→ TASK SET
1. Answer these questions using the prospectus supplement text.
(a) On what date is the accompanying Prospectus dated?
(b) What is the maximum number of shares of common stock that the Prospectus covers?
(c) Which two funds does the text identify as Selling Stockholders under the Prospectus?
2. In the prospectus supplement text, rewrite the paragraph beginning "This prospectus supplement relates to resales" as a short bulleted list that keeps its main facts.
3. Switch "April 22, 2002" to "May 15, 2002" and write out the prospectus supplement text from "This prospectus supplement should" up to and including "contained in the Prospectus.".

This prospectus supplement should be read in conjunction with, and may not be delivered or utilized without, the accompanying Prospectus dated April 22, 2002 relating to the offer and sale of up to 4,227,672 shares of our common stock by selling stockholders (the “Prospectus”). This prospectus supplement is qualified by reference to the Prospectus except to the extent that the information in this prospectus supplement updates or supersedes the information contained in the Prospectus.

This prospectus supplement relates to resales by certain selling stockholders included in the Prospectus. Pequot Navigator Offshore Fund, Inc. (“Pequot Navigator”) and Pequot Scout Fund, L.P. (“Pequot Scout”) are Selling Stockholders under the Prospectus. Accordingly, shares of our common stock owned by Pequot Navigator and Pequot Scout, including our common stock issuable upon the exercise of warrants, have been included in the Prospectus.

→ DATA ROWS
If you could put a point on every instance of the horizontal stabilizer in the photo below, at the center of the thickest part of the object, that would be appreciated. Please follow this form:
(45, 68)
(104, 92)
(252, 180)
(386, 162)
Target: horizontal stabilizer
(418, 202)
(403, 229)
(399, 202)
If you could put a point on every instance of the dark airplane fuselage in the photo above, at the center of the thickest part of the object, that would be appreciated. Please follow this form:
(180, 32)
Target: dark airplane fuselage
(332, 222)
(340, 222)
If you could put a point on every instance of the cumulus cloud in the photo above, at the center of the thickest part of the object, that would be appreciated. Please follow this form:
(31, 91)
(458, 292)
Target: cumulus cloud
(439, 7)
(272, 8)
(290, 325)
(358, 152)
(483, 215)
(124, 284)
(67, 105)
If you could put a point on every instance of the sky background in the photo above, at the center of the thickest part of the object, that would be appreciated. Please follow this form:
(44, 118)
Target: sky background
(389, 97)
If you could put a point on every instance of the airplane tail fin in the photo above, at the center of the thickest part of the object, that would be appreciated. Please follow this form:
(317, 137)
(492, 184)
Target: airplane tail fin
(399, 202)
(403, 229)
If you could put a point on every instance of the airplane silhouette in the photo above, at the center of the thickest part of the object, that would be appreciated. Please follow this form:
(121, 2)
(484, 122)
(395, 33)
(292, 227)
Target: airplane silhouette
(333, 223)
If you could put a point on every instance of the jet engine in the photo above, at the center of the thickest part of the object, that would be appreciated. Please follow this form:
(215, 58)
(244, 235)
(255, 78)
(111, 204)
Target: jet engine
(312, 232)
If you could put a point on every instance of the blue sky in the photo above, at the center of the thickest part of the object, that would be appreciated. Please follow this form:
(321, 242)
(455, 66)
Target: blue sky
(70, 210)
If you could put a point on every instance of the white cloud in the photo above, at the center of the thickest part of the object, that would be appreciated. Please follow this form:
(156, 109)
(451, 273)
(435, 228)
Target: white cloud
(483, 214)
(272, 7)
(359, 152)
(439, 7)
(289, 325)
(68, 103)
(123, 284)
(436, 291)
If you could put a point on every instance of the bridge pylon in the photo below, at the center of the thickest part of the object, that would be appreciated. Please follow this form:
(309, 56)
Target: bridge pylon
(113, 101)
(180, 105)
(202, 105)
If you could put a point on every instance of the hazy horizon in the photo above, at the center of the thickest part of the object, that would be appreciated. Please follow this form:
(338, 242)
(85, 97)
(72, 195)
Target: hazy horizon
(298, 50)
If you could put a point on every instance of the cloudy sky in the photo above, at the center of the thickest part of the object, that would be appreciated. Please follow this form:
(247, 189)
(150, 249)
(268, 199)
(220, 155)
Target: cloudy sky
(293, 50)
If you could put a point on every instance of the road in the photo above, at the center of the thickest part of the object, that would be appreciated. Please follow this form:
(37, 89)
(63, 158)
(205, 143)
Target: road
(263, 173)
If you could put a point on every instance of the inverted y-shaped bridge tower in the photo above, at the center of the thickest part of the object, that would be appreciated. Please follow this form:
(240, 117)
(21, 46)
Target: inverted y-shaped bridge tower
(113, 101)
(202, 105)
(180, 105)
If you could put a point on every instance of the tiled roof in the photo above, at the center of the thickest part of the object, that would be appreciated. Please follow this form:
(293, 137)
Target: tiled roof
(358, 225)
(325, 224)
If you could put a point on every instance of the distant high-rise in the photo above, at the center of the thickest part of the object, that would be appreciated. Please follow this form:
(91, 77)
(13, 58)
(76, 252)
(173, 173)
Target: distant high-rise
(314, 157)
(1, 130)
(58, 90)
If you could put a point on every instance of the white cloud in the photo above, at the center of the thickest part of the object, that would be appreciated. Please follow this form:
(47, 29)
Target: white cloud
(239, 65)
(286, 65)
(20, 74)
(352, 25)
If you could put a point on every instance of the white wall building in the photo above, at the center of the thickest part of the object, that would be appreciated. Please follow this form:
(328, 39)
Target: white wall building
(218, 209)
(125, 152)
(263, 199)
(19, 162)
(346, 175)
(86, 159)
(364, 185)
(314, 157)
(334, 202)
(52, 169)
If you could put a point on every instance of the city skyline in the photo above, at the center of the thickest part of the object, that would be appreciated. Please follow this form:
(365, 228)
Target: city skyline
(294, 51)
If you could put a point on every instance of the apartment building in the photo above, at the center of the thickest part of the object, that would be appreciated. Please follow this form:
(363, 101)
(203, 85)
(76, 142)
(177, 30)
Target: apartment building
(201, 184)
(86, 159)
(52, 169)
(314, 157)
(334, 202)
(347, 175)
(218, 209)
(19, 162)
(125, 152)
==
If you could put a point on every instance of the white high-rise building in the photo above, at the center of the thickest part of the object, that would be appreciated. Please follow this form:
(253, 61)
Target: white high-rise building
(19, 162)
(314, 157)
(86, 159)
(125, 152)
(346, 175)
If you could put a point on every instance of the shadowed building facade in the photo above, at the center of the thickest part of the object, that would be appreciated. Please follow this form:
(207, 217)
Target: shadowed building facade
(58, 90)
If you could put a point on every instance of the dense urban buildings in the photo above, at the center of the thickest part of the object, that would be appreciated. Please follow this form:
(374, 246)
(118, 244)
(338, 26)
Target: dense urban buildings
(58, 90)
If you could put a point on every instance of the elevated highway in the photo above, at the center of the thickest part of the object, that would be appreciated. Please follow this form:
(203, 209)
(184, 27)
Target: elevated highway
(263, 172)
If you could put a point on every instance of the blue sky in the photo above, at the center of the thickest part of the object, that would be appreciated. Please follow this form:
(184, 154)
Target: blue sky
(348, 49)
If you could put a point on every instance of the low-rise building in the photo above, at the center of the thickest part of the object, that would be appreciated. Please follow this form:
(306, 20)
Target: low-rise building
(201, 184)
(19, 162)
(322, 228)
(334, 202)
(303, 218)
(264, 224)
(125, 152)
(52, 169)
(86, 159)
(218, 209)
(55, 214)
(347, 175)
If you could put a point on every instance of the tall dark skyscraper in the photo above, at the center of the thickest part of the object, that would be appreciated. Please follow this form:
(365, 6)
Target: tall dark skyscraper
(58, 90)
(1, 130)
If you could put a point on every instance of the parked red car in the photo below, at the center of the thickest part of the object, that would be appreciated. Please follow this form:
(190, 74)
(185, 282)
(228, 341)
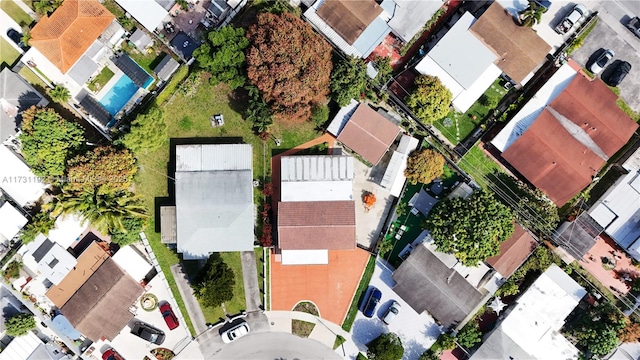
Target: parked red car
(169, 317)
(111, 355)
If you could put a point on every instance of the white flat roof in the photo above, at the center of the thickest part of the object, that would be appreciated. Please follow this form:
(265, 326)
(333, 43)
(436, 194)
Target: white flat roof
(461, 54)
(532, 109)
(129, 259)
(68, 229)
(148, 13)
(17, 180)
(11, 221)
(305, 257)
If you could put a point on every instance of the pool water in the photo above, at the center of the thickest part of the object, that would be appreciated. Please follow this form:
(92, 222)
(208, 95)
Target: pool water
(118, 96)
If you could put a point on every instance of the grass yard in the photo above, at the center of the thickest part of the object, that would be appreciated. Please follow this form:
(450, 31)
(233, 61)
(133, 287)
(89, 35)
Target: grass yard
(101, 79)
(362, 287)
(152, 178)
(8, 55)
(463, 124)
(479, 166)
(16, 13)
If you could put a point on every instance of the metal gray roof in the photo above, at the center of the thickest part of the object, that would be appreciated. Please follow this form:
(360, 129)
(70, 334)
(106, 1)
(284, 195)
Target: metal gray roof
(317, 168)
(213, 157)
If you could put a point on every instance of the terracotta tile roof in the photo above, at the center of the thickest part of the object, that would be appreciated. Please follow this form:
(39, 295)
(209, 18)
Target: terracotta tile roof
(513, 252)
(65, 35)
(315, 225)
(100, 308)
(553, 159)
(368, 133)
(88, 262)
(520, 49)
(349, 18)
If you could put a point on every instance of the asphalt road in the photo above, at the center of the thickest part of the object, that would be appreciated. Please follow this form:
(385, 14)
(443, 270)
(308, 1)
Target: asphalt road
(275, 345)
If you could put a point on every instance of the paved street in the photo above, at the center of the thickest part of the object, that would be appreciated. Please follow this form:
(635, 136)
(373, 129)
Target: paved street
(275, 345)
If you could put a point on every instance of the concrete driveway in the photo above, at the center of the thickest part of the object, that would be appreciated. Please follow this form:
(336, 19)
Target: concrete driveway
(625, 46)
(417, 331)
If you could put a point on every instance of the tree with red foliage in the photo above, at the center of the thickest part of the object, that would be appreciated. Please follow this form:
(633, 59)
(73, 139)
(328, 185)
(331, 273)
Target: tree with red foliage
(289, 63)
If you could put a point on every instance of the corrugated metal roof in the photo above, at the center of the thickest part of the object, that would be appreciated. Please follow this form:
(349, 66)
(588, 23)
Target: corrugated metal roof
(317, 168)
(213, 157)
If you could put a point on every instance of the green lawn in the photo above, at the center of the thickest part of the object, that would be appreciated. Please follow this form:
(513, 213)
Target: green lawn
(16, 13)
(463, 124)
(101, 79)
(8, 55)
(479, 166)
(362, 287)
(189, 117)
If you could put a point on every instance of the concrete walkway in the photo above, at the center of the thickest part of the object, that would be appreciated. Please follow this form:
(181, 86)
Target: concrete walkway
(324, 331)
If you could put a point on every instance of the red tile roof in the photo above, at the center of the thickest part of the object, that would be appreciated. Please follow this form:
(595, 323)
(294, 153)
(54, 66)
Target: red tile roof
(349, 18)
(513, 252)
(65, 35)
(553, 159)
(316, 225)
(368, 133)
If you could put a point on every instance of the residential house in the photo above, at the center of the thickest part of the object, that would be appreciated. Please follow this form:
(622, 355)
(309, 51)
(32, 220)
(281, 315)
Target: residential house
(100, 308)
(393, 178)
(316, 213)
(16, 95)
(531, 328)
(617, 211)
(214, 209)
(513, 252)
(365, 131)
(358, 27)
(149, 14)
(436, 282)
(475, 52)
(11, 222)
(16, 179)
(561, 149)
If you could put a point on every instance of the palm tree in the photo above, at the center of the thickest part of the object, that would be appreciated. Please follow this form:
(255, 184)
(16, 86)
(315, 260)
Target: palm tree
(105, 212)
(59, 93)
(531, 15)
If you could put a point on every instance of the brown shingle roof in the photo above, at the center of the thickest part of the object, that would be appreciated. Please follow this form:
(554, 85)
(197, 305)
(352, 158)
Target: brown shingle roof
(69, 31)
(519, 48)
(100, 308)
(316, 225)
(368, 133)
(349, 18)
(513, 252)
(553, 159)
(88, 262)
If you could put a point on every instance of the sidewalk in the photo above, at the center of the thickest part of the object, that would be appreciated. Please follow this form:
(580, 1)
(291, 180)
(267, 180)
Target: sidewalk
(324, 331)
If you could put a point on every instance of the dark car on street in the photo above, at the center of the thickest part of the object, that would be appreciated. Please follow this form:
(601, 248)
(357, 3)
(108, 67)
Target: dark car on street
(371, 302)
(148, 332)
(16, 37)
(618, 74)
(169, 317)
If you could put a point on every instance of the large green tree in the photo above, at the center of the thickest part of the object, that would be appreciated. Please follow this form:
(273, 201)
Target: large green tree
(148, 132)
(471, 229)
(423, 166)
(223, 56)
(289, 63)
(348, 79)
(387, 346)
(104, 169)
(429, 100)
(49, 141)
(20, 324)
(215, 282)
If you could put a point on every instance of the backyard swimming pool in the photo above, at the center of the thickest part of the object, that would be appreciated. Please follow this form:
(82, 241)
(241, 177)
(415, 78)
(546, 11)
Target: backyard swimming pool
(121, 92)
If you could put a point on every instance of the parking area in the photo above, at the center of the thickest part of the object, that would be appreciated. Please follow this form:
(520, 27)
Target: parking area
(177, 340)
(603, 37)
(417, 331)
* * *
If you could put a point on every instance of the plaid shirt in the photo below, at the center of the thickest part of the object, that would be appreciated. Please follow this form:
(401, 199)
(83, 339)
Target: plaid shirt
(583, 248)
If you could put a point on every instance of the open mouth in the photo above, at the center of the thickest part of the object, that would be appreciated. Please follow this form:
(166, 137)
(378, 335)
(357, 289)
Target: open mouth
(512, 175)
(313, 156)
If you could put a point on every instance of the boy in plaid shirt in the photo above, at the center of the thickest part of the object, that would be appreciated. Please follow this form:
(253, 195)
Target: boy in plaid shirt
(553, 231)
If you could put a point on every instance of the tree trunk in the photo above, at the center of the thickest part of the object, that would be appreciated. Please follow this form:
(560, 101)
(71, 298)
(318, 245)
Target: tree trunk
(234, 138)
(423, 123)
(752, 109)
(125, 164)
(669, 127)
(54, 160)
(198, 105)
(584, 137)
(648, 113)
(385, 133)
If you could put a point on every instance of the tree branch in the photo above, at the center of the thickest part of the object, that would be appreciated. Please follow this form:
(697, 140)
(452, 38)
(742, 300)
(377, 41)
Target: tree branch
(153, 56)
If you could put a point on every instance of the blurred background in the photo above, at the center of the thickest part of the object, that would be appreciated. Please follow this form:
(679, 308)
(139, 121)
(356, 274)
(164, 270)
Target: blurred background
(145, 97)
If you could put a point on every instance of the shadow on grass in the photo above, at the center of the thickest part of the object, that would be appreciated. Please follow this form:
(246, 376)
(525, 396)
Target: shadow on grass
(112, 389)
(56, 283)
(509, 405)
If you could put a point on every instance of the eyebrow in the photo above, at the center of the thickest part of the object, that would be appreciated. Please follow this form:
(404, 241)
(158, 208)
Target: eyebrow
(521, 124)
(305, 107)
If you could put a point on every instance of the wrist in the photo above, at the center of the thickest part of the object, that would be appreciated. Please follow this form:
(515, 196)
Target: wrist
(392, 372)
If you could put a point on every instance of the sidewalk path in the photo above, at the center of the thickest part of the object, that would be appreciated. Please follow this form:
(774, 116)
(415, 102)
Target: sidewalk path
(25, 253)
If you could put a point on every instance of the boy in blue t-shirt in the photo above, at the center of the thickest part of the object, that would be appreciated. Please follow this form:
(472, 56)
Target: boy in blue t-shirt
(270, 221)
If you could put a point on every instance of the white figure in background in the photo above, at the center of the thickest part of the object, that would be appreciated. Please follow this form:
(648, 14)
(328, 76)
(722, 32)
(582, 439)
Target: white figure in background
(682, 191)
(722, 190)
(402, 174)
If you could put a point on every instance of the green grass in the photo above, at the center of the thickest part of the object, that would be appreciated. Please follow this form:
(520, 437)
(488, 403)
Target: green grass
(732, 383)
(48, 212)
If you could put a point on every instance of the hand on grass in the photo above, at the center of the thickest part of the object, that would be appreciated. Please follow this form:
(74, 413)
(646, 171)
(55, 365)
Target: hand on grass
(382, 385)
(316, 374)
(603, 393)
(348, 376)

→ EXPECTED OUTPUTS
1.
(a) April 22, 2002
(b) 4,227,672 shares
(c) Pequot Navigator Offshore Fund, Inc. and Pequot Scout Fund, L.P.

2.
- The prospectus supplement covers resales by certain selling stockholders included in the Prospectus.
- Pequot Navigator Offshore Fund, Inc. ("Pequot Navigator") and Pequot Scout Fund, L.P. ("Pequot Scout") are Selling Stockholders under the Prospectus.
- The Prospectus therefore includes the common stock these two funds own, including common stock issuable upon the exercise of warrants.

3.
This prospectus supplement should be read in conjunction with, and may not be delivered or utilized without, the accompanying Prospectus dated May 15, 2002 relating to the offer and sale of up to 4,227,672 shares of our common stock by selling stockholders (the “Prospectus”). This prospectus supplement is qualified by reference to the Prospectus except to the extent that the information in this prospectus supplement updates or supersedes the information contained in the Prospectus.